• **What to produce**
Exactly reproduce the lines from the one holding "the sink faucet;" through the final line of the listing below, with both ends included and nothing else.

— START —

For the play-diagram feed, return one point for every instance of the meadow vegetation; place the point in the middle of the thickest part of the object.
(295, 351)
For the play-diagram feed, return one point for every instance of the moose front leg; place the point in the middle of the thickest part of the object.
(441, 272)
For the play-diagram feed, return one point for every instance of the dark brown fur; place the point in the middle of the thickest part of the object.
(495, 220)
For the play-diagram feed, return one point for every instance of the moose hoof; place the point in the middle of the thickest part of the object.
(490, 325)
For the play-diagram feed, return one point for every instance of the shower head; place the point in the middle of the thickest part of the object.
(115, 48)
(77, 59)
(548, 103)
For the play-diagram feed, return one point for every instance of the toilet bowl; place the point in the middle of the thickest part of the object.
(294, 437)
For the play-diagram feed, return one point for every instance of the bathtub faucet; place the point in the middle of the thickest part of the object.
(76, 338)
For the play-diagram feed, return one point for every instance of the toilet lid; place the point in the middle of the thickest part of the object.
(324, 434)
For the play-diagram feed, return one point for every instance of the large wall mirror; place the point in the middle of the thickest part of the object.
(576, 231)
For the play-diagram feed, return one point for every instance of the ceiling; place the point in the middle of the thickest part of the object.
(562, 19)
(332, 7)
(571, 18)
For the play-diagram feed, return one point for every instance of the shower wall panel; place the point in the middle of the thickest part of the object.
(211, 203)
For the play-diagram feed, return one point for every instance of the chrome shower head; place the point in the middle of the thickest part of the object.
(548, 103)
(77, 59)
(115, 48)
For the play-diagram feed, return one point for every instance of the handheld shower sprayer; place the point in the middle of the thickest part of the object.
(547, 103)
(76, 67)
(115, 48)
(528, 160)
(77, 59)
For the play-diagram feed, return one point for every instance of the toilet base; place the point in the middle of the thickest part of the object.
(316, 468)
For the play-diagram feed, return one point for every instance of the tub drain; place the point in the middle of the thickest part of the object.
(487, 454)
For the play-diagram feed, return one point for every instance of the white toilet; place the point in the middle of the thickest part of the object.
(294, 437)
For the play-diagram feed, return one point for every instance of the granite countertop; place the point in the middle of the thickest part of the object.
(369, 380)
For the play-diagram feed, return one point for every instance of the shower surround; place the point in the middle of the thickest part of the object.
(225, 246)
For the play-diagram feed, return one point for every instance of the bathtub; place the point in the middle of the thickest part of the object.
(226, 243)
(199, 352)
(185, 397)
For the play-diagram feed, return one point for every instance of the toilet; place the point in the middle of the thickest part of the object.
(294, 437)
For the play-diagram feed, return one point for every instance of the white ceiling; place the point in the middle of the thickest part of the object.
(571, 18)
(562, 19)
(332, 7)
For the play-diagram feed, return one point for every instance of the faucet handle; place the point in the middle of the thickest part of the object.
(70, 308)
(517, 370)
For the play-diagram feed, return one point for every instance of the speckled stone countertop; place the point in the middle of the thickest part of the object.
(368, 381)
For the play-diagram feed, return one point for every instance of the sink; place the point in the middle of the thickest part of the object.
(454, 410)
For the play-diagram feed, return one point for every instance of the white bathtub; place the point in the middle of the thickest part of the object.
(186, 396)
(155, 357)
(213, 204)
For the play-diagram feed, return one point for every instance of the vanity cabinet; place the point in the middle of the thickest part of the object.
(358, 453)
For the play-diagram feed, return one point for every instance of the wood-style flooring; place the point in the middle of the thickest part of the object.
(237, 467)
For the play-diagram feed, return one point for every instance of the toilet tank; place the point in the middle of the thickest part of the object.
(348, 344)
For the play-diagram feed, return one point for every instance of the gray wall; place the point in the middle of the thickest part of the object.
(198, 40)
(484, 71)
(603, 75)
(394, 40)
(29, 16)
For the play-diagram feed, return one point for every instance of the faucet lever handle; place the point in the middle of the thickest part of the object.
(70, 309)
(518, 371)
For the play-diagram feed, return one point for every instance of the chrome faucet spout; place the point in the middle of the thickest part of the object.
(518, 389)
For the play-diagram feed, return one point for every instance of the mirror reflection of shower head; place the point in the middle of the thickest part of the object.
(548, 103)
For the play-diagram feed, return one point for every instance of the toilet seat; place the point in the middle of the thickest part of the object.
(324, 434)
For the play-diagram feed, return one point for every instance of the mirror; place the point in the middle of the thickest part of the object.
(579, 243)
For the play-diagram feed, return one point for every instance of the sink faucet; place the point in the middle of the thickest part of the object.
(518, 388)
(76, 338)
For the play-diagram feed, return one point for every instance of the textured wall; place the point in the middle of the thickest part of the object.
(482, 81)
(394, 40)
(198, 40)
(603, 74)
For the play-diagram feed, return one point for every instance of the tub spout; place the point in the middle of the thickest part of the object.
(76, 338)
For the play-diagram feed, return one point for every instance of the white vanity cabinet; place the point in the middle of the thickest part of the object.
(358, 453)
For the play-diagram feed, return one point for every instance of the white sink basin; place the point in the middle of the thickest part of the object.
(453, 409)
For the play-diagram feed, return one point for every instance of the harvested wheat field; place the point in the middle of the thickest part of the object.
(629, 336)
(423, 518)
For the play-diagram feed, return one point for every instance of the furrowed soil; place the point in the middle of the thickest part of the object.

— END —

• **Problem solution**
For the play-diagram feed, return one point for every instance of the sink faucet; place the point in the middle of the thickest part of the object.
(518, 388)
(76, 338)
For the play-diagram feed, return one point for every instance of the textured wall; place the point in the middle of the thickest part of the object.
(482, 81)
(394, 40)
(198, 40)
(603, 74)
For the play-diagram feed, return one point for every instance of the tub spout; place the point in the middle of the thickest part of the object.
(76, 338)
For the play-diagram feed, return one point for every instance of the white vanity cabinet; place the point in the middle of the thickest part of the object.
(358, 453)
For the play-diagram feed, return one point for every instance of the white sink basin; place the point in the middle of the thickest part of the object.
(453, 409)
For the play-diagram feed, return one point for every instance of the harvested wheat field; place the point in the middle of the thickest part of the object.
(629, 336)
(423, 518)
For the play-diagram feed, return one point for every instance of the furrowed soil; place the point in the middle of the thickest part of the object.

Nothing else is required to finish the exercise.